▸ OBJECTIVE
In the final self-reflection, which citation format does the letter writer now call a personal favorite?
:: EXTRACTED TEXT
Feedback — Final Self-Reflection
The following are our course learning objectives:
- Summarize, analyze, question, and evaluate written and visual texts
- Argue and support a position
- Recognize audience and disciplinary expectations
- Identify and use the stages of the writing process
- Identify characteristics of effective sentence and paragraph-level prose
- Apply proper citation practices
- Discuss how to transfer and apply your writing knowledge to other writing occasions
Imagine that you have compiled a portfolio of all your work from this course (Drafts and Final Versions of Projects 1-4, Feedback to and from Colleagues, Forum Comments, and Reflective Quizzes) and you are preparing to share it with others. These potential readers might be administrators at a school you are applying to, current or potential employers, friends, or other acquaintances. Your task is to write a cover letter that introduces your work and makes an argument about your understanding and achievement of the course learning objectives.
In the space provided here, discuss what you have learned in this course and choose 2-4 of our course learning objectives, describing each objective and referring specifically to particular passages from your coursework that demonstrate your progress towards and/or struggles with that objective. Indicate why you have chosen those objectives as the most important for you. Cut and paste specific portions of your coursework, and use them as evidence for your argument. In this way, by having an introduction, argument, evidence, and conclusion, your “portfolio cover letter” will both discuss and demonstrate how effectively you have achieved the goals of the course. When referring to your work, indicate clearly the piece of writing (i.e., Project 3) and page number(s) for your readers’ ease of reference.
Length: ~500-750 words
Dear Sir / Madam
reflecting on the course work and the objectives of the course “English Composition I: Achieving Expertise” I was truly surprised to discover my strengths as well as my weaknesses concerning various aspects of writing within 12 weeks time alone. I also immersed myself in the field of video games as an expertise referencing point, making this a pleasurable writing and researching journey.
Concerning the academic writing aspect – coming from Europe – I was accustomed to the APA citation format; However, I came to find that MLA referencing is much more suitable for the humanities field and to be honest it is now my personal favourite when it comes to submitting a paper in academia. I was also intrigued by some new kinds of formatting, for instance, when writing a critical review (the book reviewed goes at the beginning of the essay, something I wasn’t aware of.) Example [Final Project 1, page 1]:
Review: Coyle, Daniel (2009). The Sweet Spot. The Talent Code. Greatness Isn’t Born. It’s Grown. Here’s How. New York: Bantam (Extract from Chapter I)
::::
:: PROVIDED INFORMATION
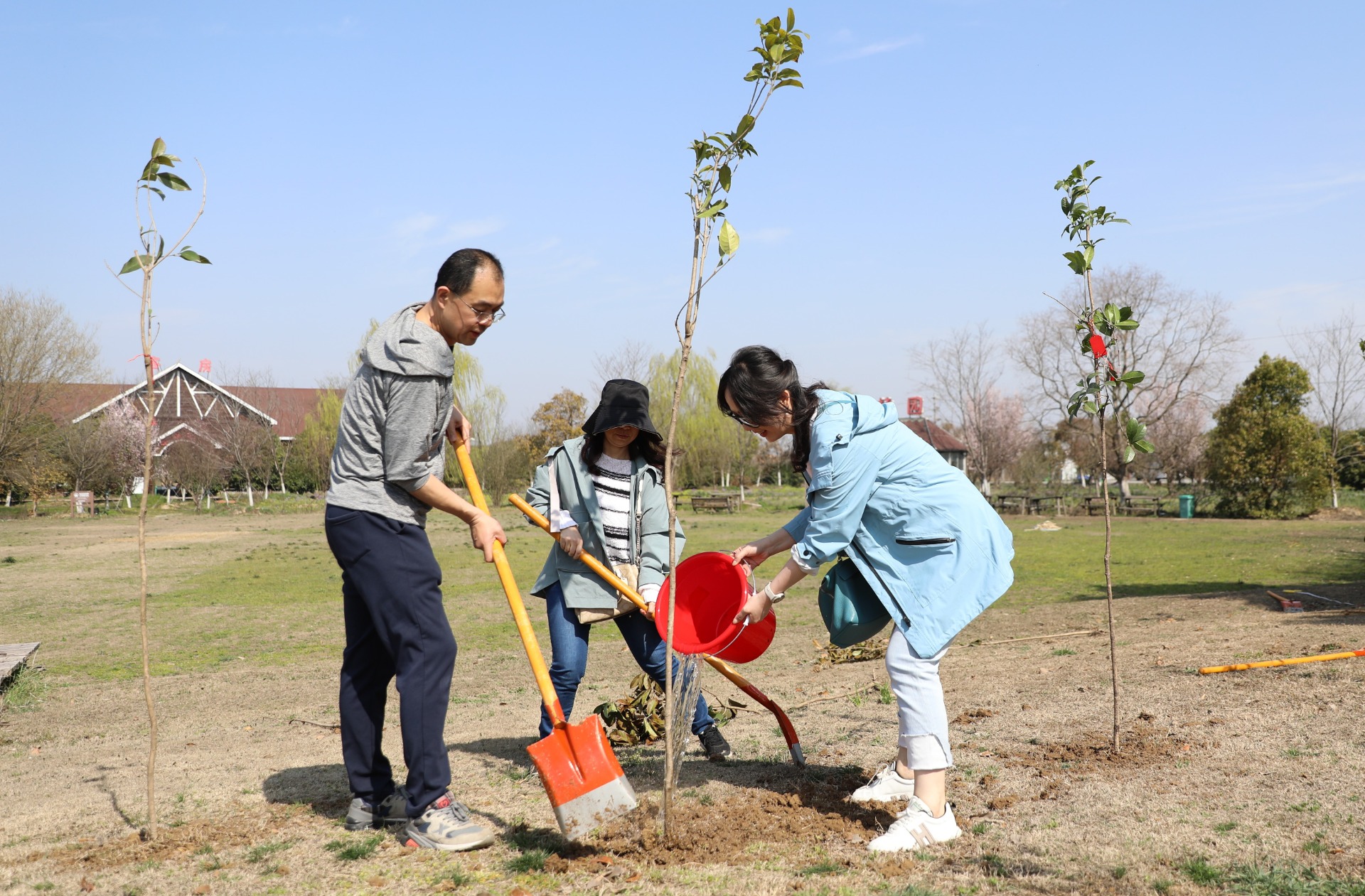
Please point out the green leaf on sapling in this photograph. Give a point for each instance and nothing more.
(136, 264)
(710, 212)
(173, 182)
(729, 239)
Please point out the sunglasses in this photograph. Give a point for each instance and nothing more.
(737, 419)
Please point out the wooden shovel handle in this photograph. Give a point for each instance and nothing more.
(592, 562)
(523, 621)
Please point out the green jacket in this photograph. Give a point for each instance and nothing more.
(582, 587)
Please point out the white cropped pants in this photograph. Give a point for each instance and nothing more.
(921, 710)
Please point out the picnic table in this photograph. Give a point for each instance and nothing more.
(1004, 504)
(716, 502)
(1035, 505)
(1093, 504)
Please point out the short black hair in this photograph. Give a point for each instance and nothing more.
(459, 270)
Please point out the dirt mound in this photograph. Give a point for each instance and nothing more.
(810, 813)
(1091, 752)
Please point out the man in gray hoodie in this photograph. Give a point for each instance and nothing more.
(397, 415)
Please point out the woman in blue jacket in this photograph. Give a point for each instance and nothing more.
(604, 494)
(921, 536)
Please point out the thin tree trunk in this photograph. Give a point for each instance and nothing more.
(700, 237)
(1102, 372)
(1109, 583)
(142, 554)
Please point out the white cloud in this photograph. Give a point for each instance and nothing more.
(766, 235)
(1265, 201)
(882, 47)
(422, 231)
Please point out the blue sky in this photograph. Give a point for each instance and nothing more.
(905, 191)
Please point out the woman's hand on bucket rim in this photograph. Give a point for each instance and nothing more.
(571, 541)
(755, 608)
(751, 556)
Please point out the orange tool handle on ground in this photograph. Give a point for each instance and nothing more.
(1320, 658)
(523, 621)
(719, 666)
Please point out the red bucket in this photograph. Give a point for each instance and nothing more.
(713, 593)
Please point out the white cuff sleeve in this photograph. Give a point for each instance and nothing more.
(796, 557)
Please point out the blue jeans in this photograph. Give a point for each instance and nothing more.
(569, 655)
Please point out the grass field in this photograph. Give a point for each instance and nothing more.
(1246, 783)
(279, 599)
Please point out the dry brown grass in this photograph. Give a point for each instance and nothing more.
(1251, 768)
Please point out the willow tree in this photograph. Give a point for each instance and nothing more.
(716, 160)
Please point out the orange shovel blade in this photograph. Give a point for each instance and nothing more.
(580, 775)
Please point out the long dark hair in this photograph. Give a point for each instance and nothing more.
(756, 379)
(646, 445)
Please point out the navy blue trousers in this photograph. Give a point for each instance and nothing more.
(395, 627)
(569, 655)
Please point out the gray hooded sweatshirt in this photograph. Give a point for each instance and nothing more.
(391, 438)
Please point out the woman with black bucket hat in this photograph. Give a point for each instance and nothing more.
(604, 494)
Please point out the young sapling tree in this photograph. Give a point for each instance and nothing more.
(152, 253)
(716, 160)
(1099, 328)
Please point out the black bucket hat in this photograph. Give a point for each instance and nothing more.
(624, 404)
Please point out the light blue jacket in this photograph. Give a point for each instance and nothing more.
(931, 547)
(582, 587)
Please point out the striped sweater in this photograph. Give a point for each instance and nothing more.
(612, 482)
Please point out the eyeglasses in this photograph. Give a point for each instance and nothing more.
(483, 317)
(739, 419)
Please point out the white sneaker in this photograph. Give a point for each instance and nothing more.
(916, 828)
(887, 786)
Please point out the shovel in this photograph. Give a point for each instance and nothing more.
(793, 743)
(577, 764)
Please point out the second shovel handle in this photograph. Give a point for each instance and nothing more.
(587, 559)
(523, 622)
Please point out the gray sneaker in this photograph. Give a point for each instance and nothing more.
(446, 826)
(392, 811)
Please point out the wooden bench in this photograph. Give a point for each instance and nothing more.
(13, 657)
(716, 502)
(1142, 504)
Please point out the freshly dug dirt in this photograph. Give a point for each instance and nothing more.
(813, 813)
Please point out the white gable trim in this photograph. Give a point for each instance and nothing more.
(188, 375)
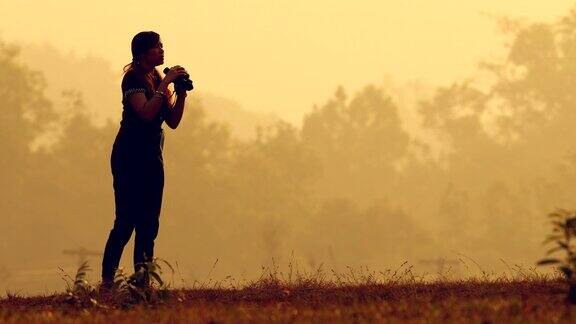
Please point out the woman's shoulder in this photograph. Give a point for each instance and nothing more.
(131, 79)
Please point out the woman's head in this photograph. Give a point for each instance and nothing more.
(146, 50)
(147, 53)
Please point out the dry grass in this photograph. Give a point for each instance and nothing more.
(359, 296)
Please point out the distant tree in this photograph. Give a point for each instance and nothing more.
(360, 143)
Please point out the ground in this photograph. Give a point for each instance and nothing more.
(470, 301)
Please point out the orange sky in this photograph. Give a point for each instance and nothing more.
(283, 56)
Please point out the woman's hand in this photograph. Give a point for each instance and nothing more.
(174, 73)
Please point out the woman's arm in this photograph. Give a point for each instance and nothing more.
(176, 111)
(148, 109)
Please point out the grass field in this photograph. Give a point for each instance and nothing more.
(501, 300)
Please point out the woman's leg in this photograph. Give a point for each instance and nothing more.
(147, 223)
(126, 187)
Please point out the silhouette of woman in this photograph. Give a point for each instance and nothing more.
(136, 159)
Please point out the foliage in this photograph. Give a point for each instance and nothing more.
(562, 239)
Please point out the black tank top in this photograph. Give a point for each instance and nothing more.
(136, 133)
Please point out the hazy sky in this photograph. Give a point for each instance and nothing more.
(283, 56)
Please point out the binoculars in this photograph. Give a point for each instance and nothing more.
(182, 82)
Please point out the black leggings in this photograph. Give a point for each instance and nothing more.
(138, 173)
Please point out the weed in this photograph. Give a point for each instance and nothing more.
(562, 238)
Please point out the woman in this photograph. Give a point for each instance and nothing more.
(136, 160)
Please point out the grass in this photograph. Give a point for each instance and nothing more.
(354, 296)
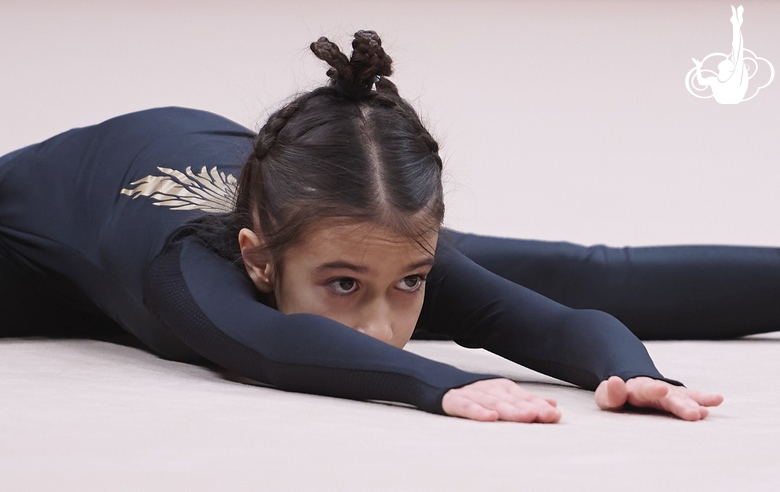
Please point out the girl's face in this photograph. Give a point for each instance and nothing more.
(360, 275)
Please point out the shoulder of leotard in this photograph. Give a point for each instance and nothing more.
(180, 114)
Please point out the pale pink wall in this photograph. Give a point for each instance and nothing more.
(559, 120)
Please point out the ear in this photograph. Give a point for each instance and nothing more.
(260, 270)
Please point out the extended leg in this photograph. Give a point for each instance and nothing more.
(31, 307)
(669, 292)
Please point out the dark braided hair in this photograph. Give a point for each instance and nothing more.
(352, 150)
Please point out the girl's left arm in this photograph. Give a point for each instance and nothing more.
(589, 348)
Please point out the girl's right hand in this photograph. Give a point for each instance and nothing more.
(499, 399)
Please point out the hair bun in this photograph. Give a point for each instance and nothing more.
(354, 77)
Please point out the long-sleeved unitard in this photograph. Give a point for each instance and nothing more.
(96, 231)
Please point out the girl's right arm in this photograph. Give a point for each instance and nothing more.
(212, 307)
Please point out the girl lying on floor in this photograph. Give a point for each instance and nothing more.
(305, 257)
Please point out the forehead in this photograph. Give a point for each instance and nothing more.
(361, 241)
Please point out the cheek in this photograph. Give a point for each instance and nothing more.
(297, 296)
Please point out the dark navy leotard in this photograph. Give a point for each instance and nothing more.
(96, 231)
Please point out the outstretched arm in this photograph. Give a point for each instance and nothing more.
(585, 347)
(211, 306)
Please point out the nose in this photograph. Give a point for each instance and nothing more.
(377, 322)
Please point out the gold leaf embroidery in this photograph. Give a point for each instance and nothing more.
(210, 191)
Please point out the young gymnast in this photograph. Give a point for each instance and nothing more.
(313, 268)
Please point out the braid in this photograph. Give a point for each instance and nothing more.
(325, 154)
(353, 78)
(251, 174)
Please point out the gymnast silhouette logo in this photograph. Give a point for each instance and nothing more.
(735, 70)
(210, 191)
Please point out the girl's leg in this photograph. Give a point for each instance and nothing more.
(29, 306)
(668, 292)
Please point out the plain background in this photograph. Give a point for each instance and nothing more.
(559, 120)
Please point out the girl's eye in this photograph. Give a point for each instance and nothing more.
(343, 285)
(410, 283)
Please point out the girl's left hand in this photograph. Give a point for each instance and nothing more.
(650, 393)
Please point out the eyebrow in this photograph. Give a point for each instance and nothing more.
(345, 265)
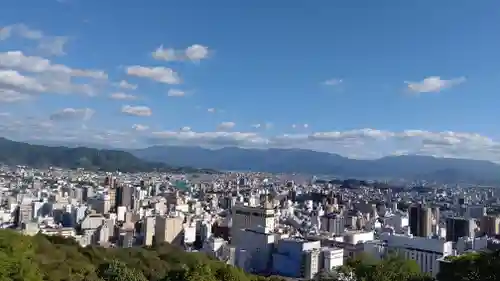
::::
▸ TASK SOLUTION
MLA